:: Dataset ::
## BEGIN

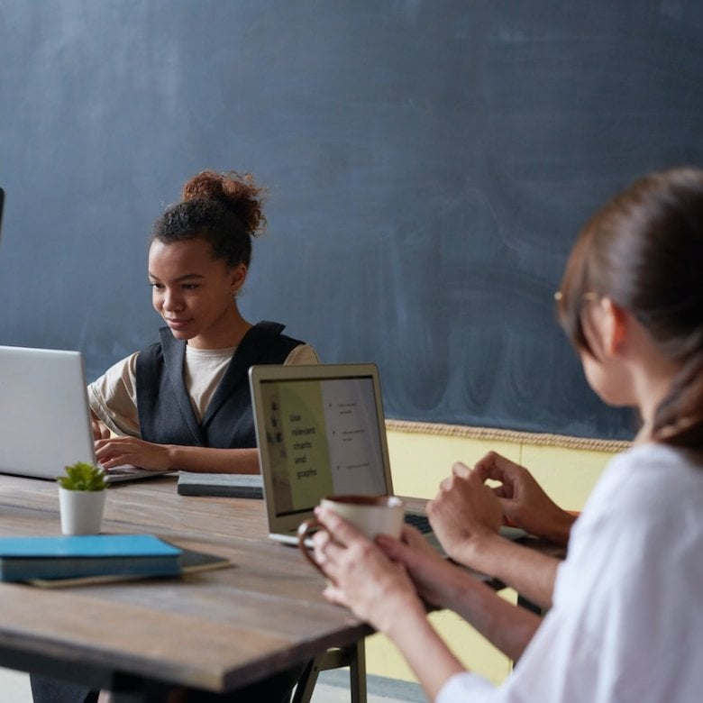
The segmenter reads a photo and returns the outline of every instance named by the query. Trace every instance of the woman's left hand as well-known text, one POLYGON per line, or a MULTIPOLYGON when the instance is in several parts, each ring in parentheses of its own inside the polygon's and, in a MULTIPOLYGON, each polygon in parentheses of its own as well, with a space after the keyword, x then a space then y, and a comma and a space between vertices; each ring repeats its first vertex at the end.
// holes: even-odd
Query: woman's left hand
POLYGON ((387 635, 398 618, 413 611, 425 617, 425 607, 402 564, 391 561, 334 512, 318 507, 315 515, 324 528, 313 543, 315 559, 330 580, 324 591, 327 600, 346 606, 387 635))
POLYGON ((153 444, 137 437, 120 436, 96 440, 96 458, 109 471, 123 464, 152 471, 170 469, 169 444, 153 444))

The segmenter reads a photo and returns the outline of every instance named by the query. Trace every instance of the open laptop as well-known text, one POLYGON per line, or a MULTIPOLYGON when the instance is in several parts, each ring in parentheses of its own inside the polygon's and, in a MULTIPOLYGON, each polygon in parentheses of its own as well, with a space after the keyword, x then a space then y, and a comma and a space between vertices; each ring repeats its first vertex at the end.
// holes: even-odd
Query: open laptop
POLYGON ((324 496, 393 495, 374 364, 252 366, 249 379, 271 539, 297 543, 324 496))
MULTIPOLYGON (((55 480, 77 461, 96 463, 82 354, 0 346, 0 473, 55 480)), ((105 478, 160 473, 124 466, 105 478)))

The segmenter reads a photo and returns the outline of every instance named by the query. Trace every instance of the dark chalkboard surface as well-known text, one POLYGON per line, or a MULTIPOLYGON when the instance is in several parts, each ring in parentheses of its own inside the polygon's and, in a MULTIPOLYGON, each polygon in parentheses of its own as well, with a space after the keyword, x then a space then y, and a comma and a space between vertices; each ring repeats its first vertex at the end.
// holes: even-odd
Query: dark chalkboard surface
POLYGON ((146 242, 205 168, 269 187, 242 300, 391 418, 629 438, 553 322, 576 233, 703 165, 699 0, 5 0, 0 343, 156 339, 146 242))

## END

Without the pictures, extract every entry verbatim.

:: Solution below ::
The segmenter reads a photo and returns the outline of every instance named by the query. Trace every instance of the woman's left hand as well-known text, one POLYGON per line, or a MULTIPOLYGON when the instance is in several parts, each ring in parentheses of its own inside the polygon's and, in a MULTIPOLYGON, each polygon in parentheses of its own as well, with a space after the keyword, x then a space then y, and a comma and a space between vertices; each ring repeats its first vertex at the end.
// holes: even-odd
Query: woman's left hand
POLYGON ((387 635, 398 618, 413 611, 425 617, 425 607, 402 564, 391 561, 334 512, 318 507, 315 515, 324 528, 313 543, 315 559, 330 580, 324 591, 327 600, 346 606, 387 635))
POLYGON ((153 444, 137 437, 120 436, 96 440, 96 458, 109 471, 123 464, 152 471, 170 469, 169 444, 153 444))

The segmenter reads a photo and returns the outline of every instance named by the query. Trace every instance of the open laptop as well-known text, one POLYGON per line, or a MULTIPOLYGON when the instance is in several parts, each ring in parentheses of its own inside the polygon's and, in a MULTIPOLYGON, each polygon in parentheses of its own as well, with a space after the keyword, x then a space then y, and a comma and a space between vertices; each ring repeats its first vertex at the end.
// holes: even-odd
Query: open laptop
POLYGON ((324 496, 393 495, 374 364, 252 366, 249 379, 271 539, 297 543, 324 496))
MULTIPOLYGON (((55 480, 77 461, 96 463, 82 354, 0 346, 0 473, 55 480)), ((105 478, 160 473, 124 466, 105 478)))

The segmenter reads a photo and returns the outline of every instance named by the query. Trace every instance of the dark chalkboard surface as well-known text, one POLYGON per line, or a MULTIPOLYGON when the instance is in several parts, each ring in parentheses of its own inside the polygon's and, in a MULTIPOLYGON, each polygon in parentheses of its own as well, with a space after the keyword, x then a space then y, and a comma and a space between vertices; each ring repeats its first vertex at the end.
// holes: even-odd
Query: dark chalkboard surface
POLYGON ((146 242, 205 168, 269 187, 242 300, 391 418, 629 438, 553 322, 576 233, 703 165, 699 0, 5 0, 0 343, 156 339, 146 242))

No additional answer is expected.